## PROBLEM DESCRIPTION
Repeat the entries in full. Each line must match exactly.

[Stored records]
------------------------
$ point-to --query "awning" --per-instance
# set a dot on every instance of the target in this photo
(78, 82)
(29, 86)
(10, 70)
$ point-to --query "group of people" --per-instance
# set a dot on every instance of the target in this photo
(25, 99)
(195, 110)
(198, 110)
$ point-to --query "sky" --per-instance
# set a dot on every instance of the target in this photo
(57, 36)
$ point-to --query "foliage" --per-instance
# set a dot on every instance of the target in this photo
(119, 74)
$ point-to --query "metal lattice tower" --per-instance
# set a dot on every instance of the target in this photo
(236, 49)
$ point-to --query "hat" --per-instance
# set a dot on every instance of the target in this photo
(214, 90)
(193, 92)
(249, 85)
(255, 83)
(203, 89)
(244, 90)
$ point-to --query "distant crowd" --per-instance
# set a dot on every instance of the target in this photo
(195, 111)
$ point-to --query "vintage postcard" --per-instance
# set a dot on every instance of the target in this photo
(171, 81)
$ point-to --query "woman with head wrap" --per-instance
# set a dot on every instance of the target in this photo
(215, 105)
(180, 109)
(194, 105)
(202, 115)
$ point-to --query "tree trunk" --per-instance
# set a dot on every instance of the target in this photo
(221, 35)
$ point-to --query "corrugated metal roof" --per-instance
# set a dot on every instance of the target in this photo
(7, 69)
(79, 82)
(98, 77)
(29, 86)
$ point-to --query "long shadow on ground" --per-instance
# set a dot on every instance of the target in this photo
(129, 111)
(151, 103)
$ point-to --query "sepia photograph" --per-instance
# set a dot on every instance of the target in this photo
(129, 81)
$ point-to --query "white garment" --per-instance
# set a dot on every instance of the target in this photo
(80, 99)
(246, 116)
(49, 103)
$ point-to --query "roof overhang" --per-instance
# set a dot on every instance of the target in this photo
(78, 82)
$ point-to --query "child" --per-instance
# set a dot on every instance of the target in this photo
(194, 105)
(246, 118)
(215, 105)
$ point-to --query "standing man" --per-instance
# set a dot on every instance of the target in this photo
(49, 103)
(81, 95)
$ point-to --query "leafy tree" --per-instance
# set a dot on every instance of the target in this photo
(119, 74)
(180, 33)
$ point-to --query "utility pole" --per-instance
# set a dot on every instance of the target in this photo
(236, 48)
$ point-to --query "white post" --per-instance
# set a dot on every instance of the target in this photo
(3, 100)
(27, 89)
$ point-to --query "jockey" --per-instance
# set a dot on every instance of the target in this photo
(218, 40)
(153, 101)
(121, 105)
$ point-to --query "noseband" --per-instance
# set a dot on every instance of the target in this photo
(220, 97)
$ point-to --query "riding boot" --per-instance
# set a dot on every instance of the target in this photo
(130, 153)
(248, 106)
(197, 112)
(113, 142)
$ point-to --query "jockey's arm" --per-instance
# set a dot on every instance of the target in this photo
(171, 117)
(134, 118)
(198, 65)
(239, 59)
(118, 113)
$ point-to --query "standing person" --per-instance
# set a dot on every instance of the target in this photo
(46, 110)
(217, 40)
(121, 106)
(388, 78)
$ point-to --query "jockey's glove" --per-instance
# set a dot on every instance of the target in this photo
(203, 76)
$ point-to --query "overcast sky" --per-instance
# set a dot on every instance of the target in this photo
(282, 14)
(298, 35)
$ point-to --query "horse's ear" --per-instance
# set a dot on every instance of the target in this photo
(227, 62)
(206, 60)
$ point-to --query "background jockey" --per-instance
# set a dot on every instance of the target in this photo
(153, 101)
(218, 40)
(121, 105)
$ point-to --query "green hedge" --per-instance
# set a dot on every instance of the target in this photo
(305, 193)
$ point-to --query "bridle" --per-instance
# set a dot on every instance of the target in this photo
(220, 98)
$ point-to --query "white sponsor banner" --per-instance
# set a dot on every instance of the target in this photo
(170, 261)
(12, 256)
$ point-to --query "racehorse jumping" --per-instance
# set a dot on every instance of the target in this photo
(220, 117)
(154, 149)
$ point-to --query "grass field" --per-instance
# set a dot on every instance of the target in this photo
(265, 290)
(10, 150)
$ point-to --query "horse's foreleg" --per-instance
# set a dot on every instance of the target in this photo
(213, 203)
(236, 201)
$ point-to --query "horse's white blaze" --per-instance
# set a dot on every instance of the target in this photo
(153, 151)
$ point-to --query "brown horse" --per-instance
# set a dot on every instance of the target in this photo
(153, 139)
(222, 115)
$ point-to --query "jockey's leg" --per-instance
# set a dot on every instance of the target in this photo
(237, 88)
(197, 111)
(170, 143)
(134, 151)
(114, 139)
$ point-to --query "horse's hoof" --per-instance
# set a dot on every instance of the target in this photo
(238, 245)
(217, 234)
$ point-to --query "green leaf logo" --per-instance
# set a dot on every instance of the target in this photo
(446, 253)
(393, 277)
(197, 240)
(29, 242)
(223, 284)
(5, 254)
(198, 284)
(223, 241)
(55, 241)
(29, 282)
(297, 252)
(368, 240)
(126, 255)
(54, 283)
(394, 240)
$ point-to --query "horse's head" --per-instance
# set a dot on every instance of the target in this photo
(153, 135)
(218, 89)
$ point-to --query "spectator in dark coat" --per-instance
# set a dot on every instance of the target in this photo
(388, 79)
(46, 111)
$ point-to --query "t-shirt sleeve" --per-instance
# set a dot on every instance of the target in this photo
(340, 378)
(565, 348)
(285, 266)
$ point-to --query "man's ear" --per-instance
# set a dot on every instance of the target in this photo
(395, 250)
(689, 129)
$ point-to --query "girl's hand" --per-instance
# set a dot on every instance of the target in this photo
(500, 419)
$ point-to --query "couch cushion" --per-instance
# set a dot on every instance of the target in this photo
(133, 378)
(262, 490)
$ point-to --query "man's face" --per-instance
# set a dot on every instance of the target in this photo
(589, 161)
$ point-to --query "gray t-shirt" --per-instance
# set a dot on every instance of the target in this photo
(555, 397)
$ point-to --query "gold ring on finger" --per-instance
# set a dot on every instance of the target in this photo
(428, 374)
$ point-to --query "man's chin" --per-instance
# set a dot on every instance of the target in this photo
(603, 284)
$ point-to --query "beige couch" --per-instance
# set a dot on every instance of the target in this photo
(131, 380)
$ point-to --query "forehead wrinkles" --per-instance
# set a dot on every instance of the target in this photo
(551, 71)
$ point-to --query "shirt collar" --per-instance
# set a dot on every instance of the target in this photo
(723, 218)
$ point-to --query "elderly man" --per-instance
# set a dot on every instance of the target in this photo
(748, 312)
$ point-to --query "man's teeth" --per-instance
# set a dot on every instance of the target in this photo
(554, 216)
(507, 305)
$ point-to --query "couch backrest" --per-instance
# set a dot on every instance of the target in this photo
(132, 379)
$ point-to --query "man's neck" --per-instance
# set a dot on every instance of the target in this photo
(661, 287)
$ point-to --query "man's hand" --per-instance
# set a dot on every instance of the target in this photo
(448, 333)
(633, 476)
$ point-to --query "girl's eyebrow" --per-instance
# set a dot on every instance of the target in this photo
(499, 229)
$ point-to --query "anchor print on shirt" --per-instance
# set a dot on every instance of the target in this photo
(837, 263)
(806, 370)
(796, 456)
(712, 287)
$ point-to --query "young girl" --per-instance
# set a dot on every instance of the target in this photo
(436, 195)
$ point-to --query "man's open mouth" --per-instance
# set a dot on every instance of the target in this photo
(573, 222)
------------------------
## EXERCISE SOLUTION
$ point-to --query "awning" --per-instance
# set a dot on every instance of the target in this photo
(78, 82)
(29, 86)
(10, 70)
$ point-to --query "group of people" --per-instance
# set a dot on every instance of the target in this photo
(25, 99)
(195, 110)
(198, 110)
$ point-to --query "sky" --per-instance
# set a dot on every instance of the target in this photo
(57, 36)
$ point-to --query "foliage" --per-instance
# set a dot on every instance of the target in this photo
(119, 74)
$ point-to --query "metal lattice tower" --per-instance
# set a dot on every instance of the target in this photo
(236, 49)
$ point-to --query "hat" --per-instance
# set a dot on every instance of the target in this photo
(214, 90)
(193, 92)
(249, 85)
(255, 83)
(203, 89)
(244, 90)
$ point-to --query "distant crowd" --per-instance
# set a dot on every instance of the target in this photo
(195, 111)
$ point-to --query "vintage postcard" --per-instance
# set a dot on every instance of the target in this photo
(171, 81)
$ point-to --query "woman with head wrap" --per-instance
# set a dot on every instance of the target in this photo
(215, 105)
(180, 109)
(194, 105)
(202, 115)
$ point-to --query "tree trunk" --per-instance
# set a dot on every instance of the target in this photo
(221, 35)
$ point-to --query "corrugated metal roof" --per-instance
# set a dot on every instance of the target in this photo
(7, 69)
(79, 82)
(98, 77)
(29, 86)
$ point-to --query "long shadow on ground" --per-instance
# set a dot on every instance of the target in this photo
(129, 111)
(151, 103)
$ point-to --query "sepia photograph" --per-instance
# set a dot on every instance of the target in this photo
(129, 81)
$ point-to --query "white garment" --per-instance
# set a dot on every instance of the target in this photo
(80, 99)
(246, 116)
(49, 103)
$ point-to --query "roof overhang" --per-instance
# set a dot on every instance of the target in this photo
(78, 82)
$ point-to --query "child" --per-instance
# set a dot on every instance of the target in this photo
(194, 105)
(246, 118)
(215, 105)
$ point-to --query "standing man" --per-instance
# set a dot on every instance of the target in this photo
(49, 103)
(81, 95)
$ point-to --query "leafy tree" --per-instance
# set a dot on every instance of the target in this photo
(119, 74)
(180, 33)
$ point-to --query "utility pole" --per-instance
# set a dot on every instance of the target in this photo
(236, 48)
$ point-to --query "white post" --per-instance
# set a dot on every instance of the target in this photo
(3, 100)
(27, 89)
$ point-to --query "jockey" --per-instance
# set a dot on every instance of the target in this photo
(218, 40)
(153, 101)
(121, 105)
$ point-to --query "noseband" --per-instance
# set a dot on every instance of the target in this photo
(220, 97)
$ point-to --query "riding boot" --per-instance
# set a dot on every instance of the target in this photo
(130, 153)
(248, 106)
(197, 112)
(113, 142)
$ point-to --query "jockey's arm" --per-instance
# set a dot on every instance of the target in this photo
(171, 117)
(134, 118)
(198, 65)
(239, 59)
(118, 113)
$ point-to --query "standing person" --per-instance
# set a dot on every instance of the target in this photo
(46, 110)
(217, 40)
(121, 106)
(388, 78)
$ point-to --query "jockey's glove" --per-instance
# set a dot on every instance of the target in this photo
(203, 76)
$ point-to --query "overcast sky" --per-instance
# set a dot on every instance of the target in this photo
(282, 14)
(298, 35)
$ point-to --query "horse's ear" --per-instance
# set a dot on every instance of the target in this photo
(227, 62)
(206, 60)
$ point-to --query "background jockey" --per-instance
# set a dot on every instance of the target in this photo
(153, 101)
(218, 40)
(121, 105)
$ point-to --query "green hedge" --per-instance
# set a dot on every instance of the target in this photo
(305, 193)
$ point-to --query "bridle" --per-instance
# set a dot on every instance of the target in this photo
(220, 98)
$ point-to --query "white sponsor banner" --per-instance
# set a dot on every instance of the target in this photo
(170, 261)
(12, 256)
$ point-to --query "racehorse jumping" --per-instance
# set a dot on every instance of the target in this photo
(220, 117)
(154, 149)
$ point-to --query "grass field" --per-instance
# set a dot on every instance of the target in this photo
(265, 290)
(10, 150)
$ point-to --query "horse's foreleg" --per-instance
# set a dot on every instance of the target in this photo
(213, 203)
(236, 201)
$ point-to --query "horse's white blaze" --per-instance
# set a dot on every instance of the target in this photo
(153, 151)
$ point-to --query "brown horse" --per-instance
# set a dot on every instance of the target in this photo
(153, 139)
(222, 115)
$ point-to --query "jockey's leg" --per-instance
# set a dot on every instance of the target in this photo
(237, 88)
(197, 111)
(170, 143)
(134, 151)
(114, 139)
$ point-to --query "horse's hoof" --per-instance
# set a dot on every instance of the target in this photo
(238, 245)
(217, 234)
$ point-to --query "green leaf logo" --per-instance
# set a dot on every instance of the target in this photo
(446, 253)
(393, 277)
(197, 240)
(29, 242)
(223, 284)
(5, 254)
(198, 284)
(223, 241)
(55, 241)
(29, 282)
(297, 252)
(368, 240)
(126, 255)
(54, 283)
(394, 240)
$ point-to --query "horse's head" --per-instance
# set a dot on every instance of the target in this photo
(153, 135)
(218, 89)
$ point-to --query "spectator in dark coat" --per-instance
# set a dot on every instance of the target in this photo
(388, 79)
(46, 111)
$ point-to --query "t-shirt sleeve" --per-instance
# set a dot on every instance of the target in this photo
(340, 378)
(565, 348)
(285, 266)
$ point-to --query "man's ear" --per-instance
# set a dot on every instance of the target in this photo
(395, 250)
(689, 129)
$ point-to --query "girl's hand" --per-instance
# set a dot on every instance of the target in this photo
(500, 419)
$ point-to --query "couch cushion" --per-instance
# set a dot on every instance of the target in this photo
(133, 378)
(262, 490)
$ point-to --query "man's face" --per-instance
# set a dot on every instance of the target in this photo
(589, 161)
$ point-to --query "gray t-shirt" --per-instance
# set a dot on every instance of the target in this photo
(555, 397)
$ point-to --query "gold ring on finger" --per-instance
# set a dot on every instance of the target in this photo
(428, 374)
$ point-to --query "man's chin" --per-instance
# set a dot on every instance of the target in this photo
(603, 284)
$ point-to --query "beige couch" --per-instance
# set a dot on every instance of the target in this photo
(131, 380)
$ point-to --query "forehead wrinkles" --per-instance
# set a dot on every instance of the target in this photo
(551, 71)
$ point-to --query "shirt collar" --per-instance
# set a dot on every instance of the target in this photo
(723, 218)
$ point-to --query "elderly man" --per-instance
# set a dot on every instance of the target in this photo
(748, 312)
$ point-to --query "man's teeth" --per-instance
# set a dot on every instance of the target in this photo
(554, 216)
(507, 305)
$ point-to --query "couch backrest" --per-instance
# set a dot on every instance of the target in this photo
(132, 379)
$ point-to --query "man's neck" --per-instance
# set a dot on every instance of the target in this photo
(661, 287)
$ point-to --query "man's hand" --per-instance
# set a dot on every instance of the target in this photo
(448, 333)
(633, 476)
$ point-to --query "girl's eyebrow" --per-instance
# set a dot on every instance of the target in this photo
(499, 229)
$ point-to --query "anchor print on shirt" --per-instance
# set a dot on every instance of the target in this photo
(837, 263)
(806, 370)
(796, 456)
(712, 287)
$ point-to --query "young girl" --per-instance
# set a dot on every instance of the target in this photo
(436, 195)
$ point-to --query "man's open mouth" --per-instance
# set a dot on every instance of the target in this photo
(573, 222)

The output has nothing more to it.